_SUPPLIED DATA_.
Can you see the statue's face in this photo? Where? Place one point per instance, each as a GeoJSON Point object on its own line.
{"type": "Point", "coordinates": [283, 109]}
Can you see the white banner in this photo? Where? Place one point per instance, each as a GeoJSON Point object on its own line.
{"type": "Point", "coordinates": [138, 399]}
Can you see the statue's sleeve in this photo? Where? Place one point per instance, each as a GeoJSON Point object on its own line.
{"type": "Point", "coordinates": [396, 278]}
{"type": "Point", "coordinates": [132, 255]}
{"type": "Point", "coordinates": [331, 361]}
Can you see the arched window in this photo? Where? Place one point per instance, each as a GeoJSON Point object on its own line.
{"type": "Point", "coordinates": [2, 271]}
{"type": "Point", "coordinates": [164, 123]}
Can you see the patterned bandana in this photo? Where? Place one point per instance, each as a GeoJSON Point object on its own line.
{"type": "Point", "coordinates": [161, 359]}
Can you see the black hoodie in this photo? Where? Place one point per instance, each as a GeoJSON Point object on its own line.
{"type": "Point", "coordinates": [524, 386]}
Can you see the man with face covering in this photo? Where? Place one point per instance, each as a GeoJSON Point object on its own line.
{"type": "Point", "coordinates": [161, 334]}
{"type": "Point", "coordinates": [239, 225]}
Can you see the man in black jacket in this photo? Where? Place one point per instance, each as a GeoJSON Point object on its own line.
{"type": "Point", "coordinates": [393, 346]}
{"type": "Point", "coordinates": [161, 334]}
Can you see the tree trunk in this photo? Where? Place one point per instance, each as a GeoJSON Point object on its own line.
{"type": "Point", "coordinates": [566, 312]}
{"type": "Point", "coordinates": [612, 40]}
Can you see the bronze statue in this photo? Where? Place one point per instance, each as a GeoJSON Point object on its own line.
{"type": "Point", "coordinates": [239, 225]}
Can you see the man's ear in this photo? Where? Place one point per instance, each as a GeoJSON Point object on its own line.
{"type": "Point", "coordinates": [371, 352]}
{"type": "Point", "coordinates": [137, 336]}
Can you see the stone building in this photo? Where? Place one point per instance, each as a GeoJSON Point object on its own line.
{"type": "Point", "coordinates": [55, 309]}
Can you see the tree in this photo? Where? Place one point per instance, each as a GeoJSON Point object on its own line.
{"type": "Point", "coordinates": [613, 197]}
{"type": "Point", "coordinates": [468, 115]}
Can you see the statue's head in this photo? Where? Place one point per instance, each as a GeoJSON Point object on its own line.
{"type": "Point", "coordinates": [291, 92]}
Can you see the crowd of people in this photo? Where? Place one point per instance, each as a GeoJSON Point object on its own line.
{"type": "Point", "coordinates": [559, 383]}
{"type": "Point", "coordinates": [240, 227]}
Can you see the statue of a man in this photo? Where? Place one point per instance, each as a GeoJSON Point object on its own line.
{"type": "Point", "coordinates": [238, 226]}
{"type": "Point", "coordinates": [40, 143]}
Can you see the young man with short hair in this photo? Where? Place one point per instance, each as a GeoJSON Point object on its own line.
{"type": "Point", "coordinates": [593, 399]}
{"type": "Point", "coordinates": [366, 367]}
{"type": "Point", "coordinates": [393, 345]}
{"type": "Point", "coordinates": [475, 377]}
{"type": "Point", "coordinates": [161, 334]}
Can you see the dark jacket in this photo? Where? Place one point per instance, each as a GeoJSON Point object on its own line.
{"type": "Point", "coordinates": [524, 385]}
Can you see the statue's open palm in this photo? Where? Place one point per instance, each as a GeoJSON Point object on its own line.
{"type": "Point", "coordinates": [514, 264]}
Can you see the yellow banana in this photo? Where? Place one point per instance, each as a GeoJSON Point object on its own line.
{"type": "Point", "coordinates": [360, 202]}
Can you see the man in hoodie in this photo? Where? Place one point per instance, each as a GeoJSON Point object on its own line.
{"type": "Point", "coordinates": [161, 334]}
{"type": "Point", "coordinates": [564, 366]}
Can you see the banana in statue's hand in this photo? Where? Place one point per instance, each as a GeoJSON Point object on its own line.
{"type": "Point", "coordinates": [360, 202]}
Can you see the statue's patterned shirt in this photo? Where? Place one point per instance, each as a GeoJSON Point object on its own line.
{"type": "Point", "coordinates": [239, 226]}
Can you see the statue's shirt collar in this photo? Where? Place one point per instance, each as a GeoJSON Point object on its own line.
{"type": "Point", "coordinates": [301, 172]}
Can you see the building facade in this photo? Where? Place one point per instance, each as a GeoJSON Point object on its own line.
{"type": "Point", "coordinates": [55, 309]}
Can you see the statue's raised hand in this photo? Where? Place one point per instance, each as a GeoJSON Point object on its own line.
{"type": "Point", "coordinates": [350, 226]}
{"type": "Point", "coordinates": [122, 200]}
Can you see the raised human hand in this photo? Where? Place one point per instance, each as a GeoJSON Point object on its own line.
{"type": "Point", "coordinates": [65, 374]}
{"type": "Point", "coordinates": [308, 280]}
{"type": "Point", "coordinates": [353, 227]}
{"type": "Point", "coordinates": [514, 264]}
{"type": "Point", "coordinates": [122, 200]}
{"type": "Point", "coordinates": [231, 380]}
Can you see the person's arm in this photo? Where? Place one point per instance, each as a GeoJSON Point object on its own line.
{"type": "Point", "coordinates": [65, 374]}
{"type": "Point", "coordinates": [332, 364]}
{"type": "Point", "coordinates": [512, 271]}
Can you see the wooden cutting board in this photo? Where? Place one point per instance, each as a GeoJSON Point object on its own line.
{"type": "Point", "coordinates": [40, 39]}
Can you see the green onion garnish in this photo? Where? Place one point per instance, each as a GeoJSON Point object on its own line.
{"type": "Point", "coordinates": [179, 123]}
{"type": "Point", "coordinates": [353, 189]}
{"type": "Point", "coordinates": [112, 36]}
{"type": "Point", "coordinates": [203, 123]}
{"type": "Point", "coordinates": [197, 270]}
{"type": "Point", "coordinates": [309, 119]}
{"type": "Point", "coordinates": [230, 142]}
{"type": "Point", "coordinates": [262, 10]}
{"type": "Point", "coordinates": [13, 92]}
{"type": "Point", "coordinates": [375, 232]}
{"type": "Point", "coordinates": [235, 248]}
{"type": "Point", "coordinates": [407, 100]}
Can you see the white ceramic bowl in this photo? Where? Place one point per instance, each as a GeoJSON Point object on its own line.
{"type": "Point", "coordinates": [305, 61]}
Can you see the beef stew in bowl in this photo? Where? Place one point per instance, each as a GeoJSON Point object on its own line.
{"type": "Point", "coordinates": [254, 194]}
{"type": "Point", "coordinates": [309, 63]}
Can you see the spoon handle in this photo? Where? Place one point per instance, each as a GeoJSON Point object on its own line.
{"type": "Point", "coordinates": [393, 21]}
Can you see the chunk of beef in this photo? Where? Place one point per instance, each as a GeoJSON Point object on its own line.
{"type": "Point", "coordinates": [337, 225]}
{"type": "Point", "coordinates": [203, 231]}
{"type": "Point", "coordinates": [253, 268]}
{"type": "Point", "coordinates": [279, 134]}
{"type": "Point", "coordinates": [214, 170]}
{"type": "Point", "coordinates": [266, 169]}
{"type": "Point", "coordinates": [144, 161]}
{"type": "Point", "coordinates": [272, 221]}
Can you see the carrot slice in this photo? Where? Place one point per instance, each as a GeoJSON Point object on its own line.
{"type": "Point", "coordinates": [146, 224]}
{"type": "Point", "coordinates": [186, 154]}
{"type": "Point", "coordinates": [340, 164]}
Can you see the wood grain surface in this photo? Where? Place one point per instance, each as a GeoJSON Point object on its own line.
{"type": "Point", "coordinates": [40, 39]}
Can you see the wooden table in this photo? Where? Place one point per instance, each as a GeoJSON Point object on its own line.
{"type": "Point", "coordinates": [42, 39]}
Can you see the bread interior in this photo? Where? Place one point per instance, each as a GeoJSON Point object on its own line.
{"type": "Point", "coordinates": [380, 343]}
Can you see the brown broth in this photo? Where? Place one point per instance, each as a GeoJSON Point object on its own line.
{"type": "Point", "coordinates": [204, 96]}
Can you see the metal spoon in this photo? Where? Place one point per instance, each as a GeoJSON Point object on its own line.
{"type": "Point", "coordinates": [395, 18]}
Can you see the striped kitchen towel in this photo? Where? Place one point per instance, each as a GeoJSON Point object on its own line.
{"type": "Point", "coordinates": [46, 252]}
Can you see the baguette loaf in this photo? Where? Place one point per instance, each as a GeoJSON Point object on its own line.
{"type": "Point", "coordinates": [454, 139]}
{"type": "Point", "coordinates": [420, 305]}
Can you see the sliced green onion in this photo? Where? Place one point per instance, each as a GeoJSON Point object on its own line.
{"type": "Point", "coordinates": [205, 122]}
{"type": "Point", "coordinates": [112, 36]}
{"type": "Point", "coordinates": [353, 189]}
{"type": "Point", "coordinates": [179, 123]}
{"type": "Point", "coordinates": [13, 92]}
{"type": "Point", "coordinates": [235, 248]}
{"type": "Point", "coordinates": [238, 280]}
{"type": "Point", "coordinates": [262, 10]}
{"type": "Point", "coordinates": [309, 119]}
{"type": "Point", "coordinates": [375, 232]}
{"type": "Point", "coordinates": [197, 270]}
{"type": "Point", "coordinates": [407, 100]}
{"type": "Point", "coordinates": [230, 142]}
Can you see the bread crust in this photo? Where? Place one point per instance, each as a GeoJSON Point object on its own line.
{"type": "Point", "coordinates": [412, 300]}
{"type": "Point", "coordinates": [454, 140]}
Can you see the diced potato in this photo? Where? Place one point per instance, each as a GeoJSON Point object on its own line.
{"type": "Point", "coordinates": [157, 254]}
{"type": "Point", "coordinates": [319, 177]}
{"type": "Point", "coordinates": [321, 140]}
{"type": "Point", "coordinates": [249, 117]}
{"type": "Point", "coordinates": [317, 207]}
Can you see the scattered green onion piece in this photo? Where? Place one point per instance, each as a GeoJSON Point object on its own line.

_TASK TO COMPLETE_.
From the line holding "Can you see the diced" to the final line of the data, output each line exactly and nothing more.

_ANSWER TO THIS TASK_.
Can you see the diced potato in this photo? Where? Place one point per instance, each as a GeoJSON Point object on its own line.
{"type": "Point", "coordinates": [157, 254]}
{"type": "Point", "coordinates": [319, 177]}
{"type": "Point", "coordinates": [321, 140]}
{"type": "Point", "coordinates": [249, 117]}
{"type": "Point", "coordinates": [317, 207]}
Can you see the scattered green onion piece in this photo? Where? Place one point per instance, each as a GeoJSON Point object on its own line.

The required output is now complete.